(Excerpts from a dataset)

▼

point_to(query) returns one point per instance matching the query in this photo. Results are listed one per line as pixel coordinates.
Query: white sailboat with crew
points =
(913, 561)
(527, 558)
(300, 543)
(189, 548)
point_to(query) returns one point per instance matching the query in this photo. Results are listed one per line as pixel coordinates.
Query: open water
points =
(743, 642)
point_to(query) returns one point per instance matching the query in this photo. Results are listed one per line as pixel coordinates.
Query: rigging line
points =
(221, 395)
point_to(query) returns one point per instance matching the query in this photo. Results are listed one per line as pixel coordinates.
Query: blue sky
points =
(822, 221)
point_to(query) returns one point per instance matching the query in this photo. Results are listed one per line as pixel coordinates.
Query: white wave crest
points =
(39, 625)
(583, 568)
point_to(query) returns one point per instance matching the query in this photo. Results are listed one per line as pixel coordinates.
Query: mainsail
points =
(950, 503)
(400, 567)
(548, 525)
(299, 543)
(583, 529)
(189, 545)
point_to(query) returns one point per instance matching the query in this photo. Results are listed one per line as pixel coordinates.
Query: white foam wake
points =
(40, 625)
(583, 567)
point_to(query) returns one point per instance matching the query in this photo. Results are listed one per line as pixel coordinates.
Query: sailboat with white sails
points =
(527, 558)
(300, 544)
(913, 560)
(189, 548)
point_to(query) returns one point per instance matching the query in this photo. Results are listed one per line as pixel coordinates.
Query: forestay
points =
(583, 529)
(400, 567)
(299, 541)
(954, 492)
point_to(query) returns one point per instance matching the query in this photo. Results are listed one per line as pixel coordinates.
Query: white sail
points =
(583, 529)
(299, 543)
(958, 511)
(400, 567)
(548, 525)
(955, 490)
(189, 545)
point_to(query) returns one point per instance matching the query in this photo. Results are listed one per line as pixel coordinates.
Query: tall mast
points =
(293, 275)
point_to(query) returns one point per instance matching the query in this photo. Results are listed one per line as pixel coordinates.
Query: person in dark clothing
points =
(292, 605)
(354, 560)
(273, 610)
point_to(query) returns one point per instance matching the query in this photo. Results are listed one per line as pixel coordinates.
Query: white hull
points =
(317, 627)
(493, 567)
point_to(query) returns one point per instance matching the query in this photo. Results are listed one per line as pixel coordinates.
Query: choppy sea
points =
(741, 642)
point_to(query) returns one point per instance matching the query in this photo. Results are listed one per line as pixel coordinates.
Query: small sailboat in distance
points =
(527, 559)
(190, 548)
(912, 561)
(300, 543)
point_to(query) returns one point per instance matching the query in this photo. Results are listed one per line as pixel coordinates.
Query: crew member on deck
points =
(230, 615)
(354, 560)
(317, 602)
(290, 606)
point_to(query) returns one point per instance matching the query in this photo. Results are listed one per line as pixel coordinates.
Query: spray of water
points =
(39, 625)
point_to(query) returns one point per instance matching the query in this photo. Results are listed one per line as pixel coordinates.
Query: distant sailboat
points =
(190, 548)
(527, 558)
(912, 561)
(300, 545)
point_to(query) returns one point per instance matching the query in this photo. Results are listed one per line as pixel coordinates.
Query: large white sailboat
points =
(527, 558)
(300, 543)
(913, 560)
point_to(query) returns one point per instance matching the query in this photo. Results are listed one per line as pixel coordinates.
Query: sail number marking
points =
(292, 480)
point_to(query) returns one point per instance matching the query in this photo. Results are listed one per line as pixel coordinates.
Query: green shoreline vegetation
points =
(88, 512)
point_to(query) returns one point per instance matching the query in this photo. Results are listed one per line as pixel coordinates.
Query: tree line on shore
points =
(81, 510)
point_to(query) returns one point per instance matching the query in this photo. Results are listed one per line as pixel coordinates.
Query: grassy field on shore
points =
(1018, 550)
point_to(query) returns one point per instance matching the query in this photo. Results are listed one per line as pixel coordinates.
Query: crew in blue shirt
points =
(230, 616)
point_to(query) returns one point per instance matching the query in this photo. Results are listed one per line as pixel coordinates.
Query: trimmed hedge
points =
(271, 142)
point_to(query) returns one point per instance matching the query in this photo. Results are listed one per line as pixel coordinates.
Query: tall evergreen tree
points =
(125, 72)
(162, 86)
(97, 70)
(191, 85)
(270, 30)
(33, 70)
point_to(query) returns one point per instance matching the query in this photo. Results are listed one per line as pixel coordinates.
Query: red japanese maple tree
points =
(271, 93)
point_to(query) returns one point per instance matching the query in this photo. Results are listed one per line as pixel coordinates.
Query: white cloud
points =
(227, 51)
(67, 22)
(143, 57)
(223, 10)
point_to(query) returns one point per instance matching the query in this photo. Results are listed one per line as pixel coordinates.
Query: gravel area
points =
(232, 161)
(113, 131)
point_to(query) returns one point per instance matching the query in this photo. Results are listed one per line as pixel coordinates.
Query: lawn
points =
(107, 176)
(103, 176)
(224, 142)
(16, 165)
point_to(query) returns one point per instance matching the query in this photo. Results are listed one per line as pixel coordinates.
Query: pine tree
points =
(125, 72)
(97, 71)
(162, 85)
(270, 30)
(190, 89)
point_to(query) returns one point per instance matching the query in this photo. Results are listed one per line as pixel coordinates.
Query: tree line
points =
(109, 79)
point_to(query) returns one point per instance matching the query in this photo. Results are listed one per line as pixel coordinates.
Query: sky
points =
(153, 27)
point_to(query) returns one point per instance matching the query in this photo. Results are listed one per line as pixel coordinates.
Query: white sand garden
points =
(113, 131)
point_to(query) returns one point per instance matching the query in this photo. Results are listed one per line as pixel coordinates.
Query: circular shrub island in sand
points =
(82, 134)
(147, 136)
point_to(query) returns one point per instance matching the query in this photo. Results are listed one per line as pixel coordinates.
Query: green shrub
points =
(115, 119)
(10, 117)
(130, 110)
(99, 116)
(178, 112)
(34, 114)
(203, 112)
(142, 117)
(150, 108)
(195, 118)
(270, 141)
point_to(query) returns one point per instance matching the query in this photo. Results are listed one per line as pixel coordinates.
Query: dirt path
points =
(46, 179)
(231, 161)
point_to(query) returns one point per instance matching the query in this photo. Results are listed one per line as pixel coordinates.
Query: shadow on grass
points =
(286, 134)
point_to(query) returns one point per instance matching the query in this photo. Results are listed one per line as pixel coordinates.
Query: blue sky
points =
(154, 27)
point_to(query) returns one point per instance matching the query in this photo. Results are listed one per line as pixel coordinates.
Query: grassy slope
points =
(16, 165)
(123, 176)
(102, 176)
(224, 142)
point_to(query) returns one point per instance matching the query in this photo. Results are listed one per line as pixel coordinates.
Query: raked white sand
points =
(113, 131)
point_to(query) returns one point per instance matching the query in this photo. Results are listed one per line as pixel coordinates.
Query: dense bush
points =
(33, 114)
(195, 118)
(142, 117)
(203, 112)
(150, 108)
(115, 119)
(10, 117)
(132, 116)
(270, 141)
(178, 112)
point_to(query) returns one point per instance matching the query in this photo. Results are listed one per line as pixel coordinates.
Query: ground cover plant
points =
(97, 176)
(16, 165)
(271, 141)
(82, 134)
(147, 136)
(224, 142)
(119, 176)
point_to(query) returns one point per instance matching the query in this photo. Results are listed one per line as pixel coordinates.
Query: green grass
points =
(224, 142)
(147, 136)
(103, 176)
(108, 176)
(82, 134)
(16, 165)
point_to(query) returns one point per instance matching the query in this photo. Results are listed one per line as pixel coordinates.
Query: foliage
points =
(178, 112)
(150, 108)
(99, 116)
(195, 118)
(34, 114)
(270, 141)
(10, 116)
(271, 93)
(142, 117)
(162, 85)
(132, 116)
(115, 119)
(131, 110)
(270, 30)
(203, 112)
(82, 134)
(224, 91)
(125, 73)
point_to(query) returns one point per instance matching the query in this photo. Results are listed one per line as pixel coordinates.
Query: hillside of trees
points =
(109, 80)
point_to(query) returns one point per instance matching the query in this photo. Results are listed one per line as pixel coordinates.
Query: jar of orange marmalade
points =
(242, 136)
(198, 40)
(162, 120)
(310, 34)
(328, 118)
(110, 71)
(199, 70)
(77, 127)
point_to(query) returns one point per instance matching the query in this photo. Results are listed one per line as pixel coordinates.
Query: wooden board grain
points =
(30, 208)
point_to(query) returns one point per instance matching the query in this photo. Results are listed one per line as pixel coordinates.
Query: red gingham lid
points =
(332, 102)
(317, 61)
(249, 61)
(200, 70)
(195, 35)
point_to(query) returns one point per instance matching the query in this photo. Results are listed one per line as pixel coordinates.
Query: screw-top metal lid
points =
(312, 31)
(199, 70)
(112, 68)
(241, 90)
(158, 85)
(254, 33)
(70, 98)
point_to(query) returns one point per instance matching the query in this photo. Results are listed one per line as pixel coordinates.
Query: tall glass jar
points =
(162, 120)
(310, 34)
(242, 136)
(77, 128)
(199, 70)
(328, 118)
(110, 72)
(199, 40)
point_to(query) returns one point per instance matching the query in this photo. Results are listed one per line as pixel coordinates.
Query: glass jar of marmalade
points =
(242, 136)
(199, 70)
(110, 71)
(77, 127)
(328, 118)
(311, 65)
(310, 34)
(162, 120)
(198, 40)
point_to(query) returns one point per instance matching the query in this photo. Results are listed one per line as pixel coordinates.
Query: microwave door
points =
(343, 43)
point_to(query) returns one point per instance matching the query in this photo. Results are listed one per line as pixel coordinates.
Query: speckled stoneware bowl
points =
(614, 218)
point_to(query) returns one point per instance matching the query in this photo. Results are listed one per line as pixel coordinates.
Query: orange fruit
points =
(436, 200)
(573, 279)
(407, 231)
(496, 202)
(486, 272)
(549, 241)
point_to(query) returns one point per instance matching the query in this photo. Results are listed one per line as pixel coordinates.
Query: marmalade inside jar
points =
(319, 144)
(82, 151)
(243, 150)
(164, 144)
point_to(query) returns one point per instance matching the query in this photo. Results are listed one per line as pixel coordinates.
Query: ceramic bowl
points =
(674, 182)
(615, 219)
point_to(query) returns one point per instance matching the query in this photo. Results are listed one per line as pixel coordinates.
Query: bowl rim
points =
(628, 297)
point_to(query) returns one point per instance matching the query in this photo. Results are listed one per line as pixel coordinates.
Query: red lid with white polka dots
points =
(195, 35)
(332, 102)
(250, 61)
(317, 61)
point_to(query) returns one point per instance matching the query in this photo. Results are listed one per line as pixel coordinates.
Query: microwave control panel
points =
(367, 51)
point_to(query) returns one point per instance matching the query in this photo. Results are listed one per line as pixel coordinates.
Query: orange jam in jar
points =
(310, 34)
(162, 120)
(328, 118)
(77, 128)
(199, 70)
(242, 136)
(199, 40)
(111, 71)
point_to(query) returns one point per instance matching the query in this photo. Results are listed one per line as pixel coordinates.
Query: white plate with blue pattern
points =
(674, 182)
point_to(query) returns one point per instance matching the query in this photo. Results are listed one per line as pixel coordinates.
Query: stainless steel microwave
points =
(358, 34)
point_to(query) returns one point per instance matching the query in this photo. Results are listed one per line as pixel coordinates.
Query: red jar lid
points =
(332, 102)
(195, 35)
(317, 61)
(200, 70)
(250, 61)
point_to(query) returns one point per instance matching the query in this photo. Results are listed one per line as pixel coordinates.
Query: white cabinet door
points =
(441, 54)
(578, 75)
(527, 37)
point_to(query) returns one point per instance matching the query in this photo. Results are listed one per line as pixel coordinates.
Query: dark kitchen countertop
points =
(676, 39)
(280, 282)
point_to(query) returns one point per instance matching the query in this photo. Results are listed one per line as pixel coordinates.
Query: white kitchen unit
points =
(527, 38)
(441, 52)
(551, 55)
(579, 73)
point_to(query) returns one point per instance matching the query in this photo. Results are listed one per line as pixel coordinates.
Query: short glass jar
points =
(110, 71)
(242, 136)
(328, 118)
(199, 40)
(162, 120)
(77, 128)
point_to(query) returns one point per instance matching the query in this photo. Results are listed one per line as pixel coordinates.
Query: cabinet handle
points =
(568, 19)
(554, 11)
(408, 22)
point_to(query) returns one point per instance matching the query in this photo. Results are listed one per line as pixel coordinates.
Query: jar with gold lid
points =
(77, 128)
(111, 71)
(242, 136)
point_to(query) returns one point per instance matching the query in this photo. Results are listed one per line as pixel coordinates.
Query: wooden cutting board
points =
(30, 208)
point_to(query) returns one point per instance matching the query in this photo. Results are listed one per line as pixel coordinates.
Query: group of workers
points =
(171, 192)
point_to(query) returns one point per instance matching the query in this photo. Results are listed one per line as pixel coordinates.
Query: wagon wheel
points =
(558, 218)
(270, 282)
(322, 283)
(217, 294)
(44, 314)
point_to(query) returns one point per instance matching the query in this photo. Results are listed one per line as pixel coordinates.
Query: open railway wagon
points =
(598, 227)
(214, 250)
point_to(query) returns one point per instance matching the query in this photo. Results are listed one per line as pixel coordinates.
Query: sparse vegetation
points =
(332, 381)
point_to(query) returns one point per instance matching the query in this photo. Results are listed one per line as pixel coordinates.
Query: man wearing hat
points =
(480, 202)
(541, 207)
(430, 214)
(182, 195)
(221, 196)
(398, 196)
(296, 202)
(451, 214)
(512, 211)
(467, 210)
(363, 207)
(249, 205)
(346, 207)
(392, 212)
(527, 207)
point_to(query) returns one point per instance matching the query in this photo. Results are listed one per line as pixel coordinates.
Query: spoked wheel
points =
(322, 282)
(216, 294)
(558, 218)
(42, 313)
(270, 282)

▲

## PROBLEM TO WORK ON
Pull every line containing "shrub" out of the entries.

## TASK RESPONSE
Query: circular shrub island in sand
Query: green shrub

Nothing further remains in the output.